- AIM
It is required that all of the data be written out exactly.

- RECORDS SHOWN
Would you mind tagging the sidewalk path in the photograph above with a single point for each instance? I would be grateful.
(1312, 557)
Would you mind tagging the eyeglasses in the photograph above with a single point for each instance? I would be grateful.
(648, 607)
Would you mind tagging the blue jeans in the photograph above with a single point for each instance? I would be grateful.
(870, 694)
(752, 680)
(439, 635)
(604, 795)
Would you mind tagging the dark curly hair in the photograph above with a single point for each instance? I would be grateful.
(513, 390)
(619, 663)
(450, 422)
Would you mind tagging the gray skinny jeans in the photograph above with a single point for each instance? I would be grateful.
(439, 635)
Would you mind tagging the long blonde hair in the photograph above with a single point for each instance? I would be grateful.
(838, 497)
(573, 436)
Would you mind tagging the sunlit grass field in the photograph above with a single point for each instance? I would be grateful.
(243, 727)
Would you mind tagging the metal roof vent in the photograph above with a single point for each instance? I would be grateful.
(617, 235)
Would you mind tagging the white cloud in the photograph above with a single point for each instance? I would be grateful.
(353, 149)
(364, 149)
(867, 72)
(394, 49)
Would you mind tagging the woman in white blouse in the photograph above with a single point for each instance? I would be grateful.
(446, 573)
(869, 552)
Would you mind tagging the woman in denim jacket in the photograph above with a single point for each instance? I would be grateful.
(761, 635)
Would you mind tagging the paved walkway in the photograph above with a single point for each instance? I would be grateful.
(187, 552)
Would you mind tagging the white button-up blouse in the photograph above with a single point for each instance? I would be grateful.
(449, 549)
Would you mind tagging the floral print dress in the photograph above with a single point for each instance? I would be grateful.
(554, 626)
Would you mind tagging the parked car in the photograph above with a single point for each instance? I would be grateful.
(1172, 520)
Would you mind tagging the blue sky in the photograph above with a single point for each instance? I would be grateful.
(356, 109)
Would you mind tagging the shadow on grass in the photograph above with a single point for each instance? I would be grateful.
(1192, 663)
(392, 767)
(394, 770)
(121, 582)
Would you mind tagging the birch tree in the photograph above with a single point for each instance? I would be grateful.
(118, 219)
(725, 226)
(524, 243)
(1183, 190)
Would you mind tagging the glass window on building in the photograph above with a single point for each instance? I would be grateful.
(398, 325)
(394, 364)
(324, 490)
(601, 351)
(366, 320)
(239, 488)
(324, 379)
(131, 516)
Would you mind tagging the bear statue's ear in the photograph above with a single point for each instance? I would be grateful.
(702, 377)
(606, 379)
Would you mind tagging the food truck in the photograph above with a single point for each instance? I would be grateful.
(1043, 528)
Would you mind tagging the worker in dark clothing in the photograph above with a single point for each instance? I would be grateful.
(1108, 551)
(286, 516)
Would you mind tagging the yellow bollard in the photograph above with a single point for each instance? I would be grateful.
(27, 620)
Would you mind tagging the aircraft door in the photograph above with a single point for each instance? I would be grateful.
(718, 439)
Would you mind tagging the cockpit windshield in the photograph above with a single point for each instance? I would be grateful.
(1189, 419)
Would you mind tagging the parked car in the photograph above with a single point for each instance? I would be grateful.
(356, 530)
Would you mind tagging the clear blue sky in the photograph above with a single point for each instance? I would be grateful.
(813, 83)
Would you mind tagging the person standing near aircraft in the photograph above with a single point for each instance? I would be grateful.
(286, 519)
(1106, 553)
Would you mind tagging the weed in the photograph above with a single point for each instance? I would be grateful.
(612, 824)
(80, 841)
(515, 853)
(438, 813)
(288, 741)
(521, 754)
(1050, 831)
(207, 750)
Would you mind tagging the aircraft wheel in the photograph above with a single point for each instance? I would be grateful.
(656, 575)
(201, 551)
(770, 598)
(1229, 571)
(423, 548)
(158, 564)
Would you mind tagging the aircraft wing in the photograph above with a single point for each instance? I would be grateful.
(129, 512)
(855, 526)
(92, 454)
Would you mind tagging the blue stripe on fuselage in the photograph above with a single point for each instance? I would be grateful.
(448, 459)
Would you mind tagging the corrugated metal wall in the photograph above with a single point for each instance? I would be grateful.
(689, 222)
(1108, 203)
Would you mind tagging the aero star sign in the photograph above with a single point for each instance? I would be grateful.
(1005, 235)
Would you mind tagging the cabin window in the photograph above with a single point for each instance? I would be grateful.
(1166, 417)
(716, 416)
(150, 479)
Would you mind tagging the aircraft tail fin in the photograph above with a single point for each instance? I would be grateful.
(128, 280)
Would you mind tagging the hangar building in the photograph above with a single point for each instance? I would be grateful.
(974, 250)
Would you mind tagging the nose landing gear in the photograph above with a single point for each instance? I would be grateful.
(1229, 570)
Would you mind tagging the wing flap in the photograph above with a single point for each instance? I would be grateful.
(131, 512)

- TASK RESPONSE
Would you mind tagging the sidewalk path in the photograph above with a single point for each instance? I would be grateful.
(1312, 557)
Would you mind tagging the eyeglasses in the photograph above with a single point for each instance? I would be grateful.
(648, 607)
Would you mind tagging the blue jeans in the photograph above with a single point for each instance? I would be grateful.
(870, 694)
(752, 680)
(439, 635)
(604, 795)
Would you mind tagging the dark curly hair in the photograph above with a single point for each instance? I would be grateful.
(513, 390)
(619, 663)
(450, 422)
Would you mind tagging the gray skinny jeans in the photograph above with a single point for each instance? I would be grateful.
(439, 635)
Would you mind tagging the long blonde hair in the photograph above with a single point for each instance? I would be grateful.
(838, 497)
(573, 436)
Would you mind tagging the sunlit grass field in the photograph above with a single point for each instance? I would be grateful.
(243, 727)
Would you mind tagging the metal roof vent in the photograph above with a single point for each instance? I would be grateful.
(617, 235)
Would you mind tagging the white cloud in the photograph above with a single point for each instance? I would be grateful.
(353, 149)
(364, 149)
(867, 72)
(394, 49)
Would you mind tagging the woman in white blouse in the photograph above with a single point for each instance? I would be grateful.
(446, 573)
(869, 552)
Would you mind tagging the woman in denim jacket in the photograph above with a single point for each instance? I would be grateful.
(761, 635)
Would you mind tagging the paved walkway in the photograph above with a single point for each instance? I would be grateful.
(187, 552)
Would you mind tagging the white button-up blouse in the photograph above with a single point for each instance? I would be grateful.
(449, 549)
Would you mind tagging the floral print dress in the photograph above with a single point for each instance? I would be grateful.
(554, 626)
Would you mind tagging the parked car in the photograph above with a single point for each instance? I would be grateful.
(1172, 520)
Would you mind tagging the blue sky in the photograph above with a single point for each instance? I would be grateful.
(356, 109)
Would you mind tagging the shadow on grass in the photograph above with a single point for each instance? I would be grateful.
(1192, 663)
(392, 767)
(394, 770)
(121, 582)
Would you mind tagging the birch tree in the photograph above with a single point for each instance? I would be grateful.
(118, 219)
(725, 226)
(524, 243)
(1183, 190)
Would you mind tagging the glass window on building in the photograph above with a single point for each instance? I would be grateful.
(398, 325)
(394, 364)
(324, 490)
(601, 351)
(366, 320)
(239, 488)
(324, 379)
(131, 516)
Would you mind tagging the bear statue's ear in the photograph above with a single point for each instance? I would be grateful.
(702, 377)
(606, 379)
Would you mind tagging the food truck in the photograph above with a single point for each instance? I would be grateful.
(1043, 528)
Would you mind tagging the worker in dark clothing in the photograph above with a single point for each instance? I would be grateful.
(1108, 551)
(286, 516)
Would you mind tagging the yellow bollard in the photograph above with a single point for each instance? I would be grateful.
(27, 620)
Would you mind tagging the aircraft door in the photograph above with a single point for each instance? I would be grateful.
(718, 439)
Would you mind tagging the cockpit windshield in the photograph above with a single point for each instance? I would be grateful.
(1189, 419)
Would you mind tagging the parked car in the photograph above with a single point for each instance? I would be grateful.
(356, 530)
Would you mind tagging the clear blue sky in the photograph above with a single point for each instance? I would be grateful.
(813, 83)
Would you mind tagging the person standing near aircraft in the photograph above with a single point for each instance? I would be grateful.
(286, 519)
(1106, 553)
Would you mind tagging the weed in the photograph above with a single point for each instance? I would be grateful.
(612, 824)
(80, 841)
(515, 853)
(438, 813)
(288, 741)
(521, 754)
(1050, 831)
(207, 750)
Would you mind tagging the aircraft wheel in the photograph above with a single point for each instance? I would be grateful.
(656, 575)
(201, 551)
(770, 598)
(1229, 571)
(423, 548)
(158, 564)
Would you mind tagging the aircraft wing in the photograph above with a single point for each instance? I would be grateful.
(129, 512)
(855, 526)
(92, 454)
Would you mind tagging the blue stripe on fuselage in the photograph above with a single point for each instance? I would be grateful.
(448, 459)
Would you mind tagging the corrugated metal wall in the photograph above with a single point for each instance? I would be grateful.
(689, 222)
(1108, 203)
Would you mind tagging the aero star sign in the photograph above with a single point for each instance? I would be grateful.
(1005, 235)
Would you mind tagging the cabin window in the photograph above with a single point for each instance? I would be grateful.
(1166, 417)
(716, 416)
(150, 479)
Would you mind tagging the aircraft tail fin in the photograph above with a single point for each instance? I would be grateful.
(128, 280)
Would you mind tagging the hangar building in the photograph above with a single point for each instance? I would be grateful.
(974, 250)
Would you mind tagging the nose landing gear in the photograph above with a single point for each instance? I would be grateful.
(1229, 570)
Would you mind tagging the wing flap in the photograph above with a single point for each instance? I would be grateful.
(131, 512)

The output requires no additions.